*** Begin section ***

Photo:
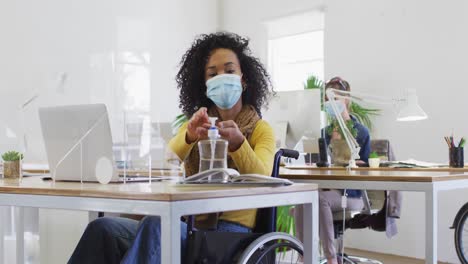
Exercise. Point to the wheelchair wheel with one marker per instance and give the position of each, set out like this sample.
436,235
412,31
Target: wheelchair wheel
461,237
276,247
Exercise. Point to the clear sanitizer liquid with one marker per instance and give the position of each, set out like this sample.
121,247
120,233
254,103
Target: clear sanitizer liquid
213,151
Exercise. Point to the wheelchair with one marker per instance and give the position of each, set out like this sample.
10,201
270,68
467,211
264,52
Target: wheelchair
460,224
264,245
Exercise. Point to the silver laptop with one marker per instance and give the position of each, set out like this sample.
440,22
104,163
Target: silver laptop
78,143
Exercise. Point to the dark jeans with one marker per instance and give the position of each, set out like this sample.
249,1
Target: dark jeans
122,240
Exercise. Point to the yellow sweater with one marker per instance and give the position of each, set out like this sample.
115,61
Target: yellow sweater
254,156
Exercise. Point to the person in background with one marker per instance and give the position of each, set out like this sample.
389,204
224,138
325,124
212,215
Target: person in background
218,77
330,200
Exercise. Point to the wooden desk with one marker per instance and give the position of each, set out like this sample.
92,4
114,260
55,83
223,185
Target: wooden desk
167,199
428,181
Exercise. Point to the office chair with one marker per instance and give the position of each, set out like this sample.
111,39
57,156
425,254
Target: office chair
260,246
373,216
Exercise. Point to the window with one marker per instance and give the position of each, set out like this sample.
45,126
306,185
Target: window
295,50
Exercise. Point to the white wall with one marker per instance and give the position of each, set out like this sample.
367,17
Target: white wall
71,52
43,41
385,47
248,18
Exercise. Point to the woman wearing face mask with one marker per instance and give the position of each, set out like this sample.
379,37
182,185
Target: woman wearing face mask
330,200
218,77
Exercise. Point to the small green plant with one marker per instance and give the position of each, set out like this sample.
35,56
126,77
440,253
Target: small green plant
335,126
373,155
313,82
12,156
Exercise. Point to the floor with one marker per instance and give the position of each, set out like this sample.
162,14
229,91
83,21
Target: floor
386,258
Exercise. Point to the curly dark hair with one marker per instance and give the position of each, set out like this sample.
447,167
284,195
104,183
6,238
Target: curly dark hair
191,76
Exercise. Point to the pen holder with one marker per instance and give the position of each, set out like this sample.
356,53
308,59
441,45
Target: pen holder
456,157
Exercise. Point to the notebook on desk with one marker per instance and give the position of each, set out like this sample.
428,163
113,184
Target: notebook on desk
412,163
78,144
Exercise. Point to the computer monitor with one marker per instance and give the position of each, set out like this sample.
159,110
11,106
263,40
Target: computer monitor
78,142
294,114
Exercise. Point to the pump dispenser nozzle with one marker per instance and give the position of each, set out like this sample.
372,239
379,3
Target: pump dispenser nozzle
213,132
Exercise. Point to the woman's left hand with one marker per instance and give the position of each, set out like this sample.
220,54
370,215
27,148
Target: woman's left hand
230,131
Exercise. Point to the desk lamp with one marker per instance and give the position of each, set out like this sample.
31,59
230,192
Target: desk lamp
409,111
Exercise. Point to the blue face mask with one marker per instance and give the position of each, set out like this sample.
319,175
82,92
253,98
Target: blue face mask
224,90
328,107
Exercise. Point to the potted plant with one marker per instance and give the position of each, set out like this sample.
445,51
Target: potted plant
374,160
11,164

*** End section ***

● **THE TASK**
Set down the records again verbatim, with no pictures.

● **OUTPUT OF THE TASK**
Photo:
Exercise. Point to the wheelchair wheel with one marker per instance and give the position of each, set out like this sample.
436,235
412,31
Target: wheelchair wheel
461,237
276,247
Exercise. Point to the clear sanitizer liquid with one marker per instance and give the position of each, set out like this sample.
121,247
120,233
254,103
Target: clear sanitizer liquid
213,151
Exercise. Point to the wheelchair with one marker per instance and give the position of each, set out like this sample.
10,201
270,68
467,211
264,52
Target: wheelchair
460,224
264,245
Exercise. Point to the silver laptop with one marker per instance and give the position of each, set out like this sample.
440,22
104,163
Target: silver laptop
78,143
Exercise. Point to the dark jeans with one marker per instance and give the position of each, set out like this sample.
249,1
Target: dark jeans
122,240
Exercise. Point to the yellow sweater with one marker per instance and give the position of each, set out like this sample.
115,61
Target: yellow sweater
254,156
Exercise. Point to the person in background with one marker per instance and give the position of each, set out like this sample.
389,204
224,138
325,124
212,215
Target: person in background
218,77
330,200
Exercise. Point to the wooden desk with one marker per instance and give the position of each, set out like this sample.
92,4
114,260
55,83
223,185
Target: wooden desk
167,199
428,181
Exercise. Point to the office chair with one marker per instance and give the position of each, set out like this sample.
111,39
57,156
425,254
Target: office chair
260,246
373,216
Exercise. Point to the window with one marker per instance and give the position of each, set out like this sample.
45,126
306,185
Target: window
295,50
Exercise. Point to the white wall with one marker per instance and give the position of each, set out like this sample.
367,17
Target: white wall
71,52
43,41
385,47
248,18
Exercise. Point to the woman wearing face mask with one marker per instance and give the position of each, set out like this sample.
379,37
182,185
Target: woman wearing face mask
330,200
218,77
Exercise. Point to the small green plant with one marker per instance and give the position of each, set out like this sample.
35,56
126,77
440,253
Target: small green plant
335,126
373,155
313,82
12,156
Exercise. Point to the floor with one marker per instance and give the position of each, set out like this sample.
162,14
229,91
83,21
Target: floor
386,258
Exercise. Point to the curly dark hair with one marker per instance and give the position of each, set out like this sample.
447,167
284,195
104,183
6,238
Target: curly dark hair
191,76
Exercise. Point to the pen holder with one marker per instance and give the position of each, set out like this sample.
356,53
308,59
441,45
Target: pen holder
456,157
Exercise. Point to the notebook on desk with one marker per instance and give the position of each, set out like this sample.
428,163
113,184
Target: notebook on desk
412,163
78,144
Exercise. Point to the computer monitor with one marker per instance and give the position of each, set out like this sample.
159,110
11,106
263,40
Target: computer monitor
78,142
294,114
Exercise. Point to the pump dispenser nozzle with one marker per instance and give the position of each, set out like this sample.
372,239
379,3
Target: pump dispenser nozzle
213,132
Exercise. Point to the woman's left hand with one marker per instance and give the position of each, set out like this sample.
220,54
370,215
27,148
Target: woman's left hand
230,131
Exercise. Point to the desk lamp with one marker per instance and give the position of each, set out like this sample.
31,59
230,192
Target: desk lamp
409,111
Exercise. Point to the blue face mask with one marker per instance and give the position of each, set out like this sample.
319,175
82,92
253,98
Target: blue face mask
224,90
328,107
Exercise. Point to the potted plant with one marker per instance and give the position of each, set out like this sample.
445,51
Target: potted plant
374,160
11,164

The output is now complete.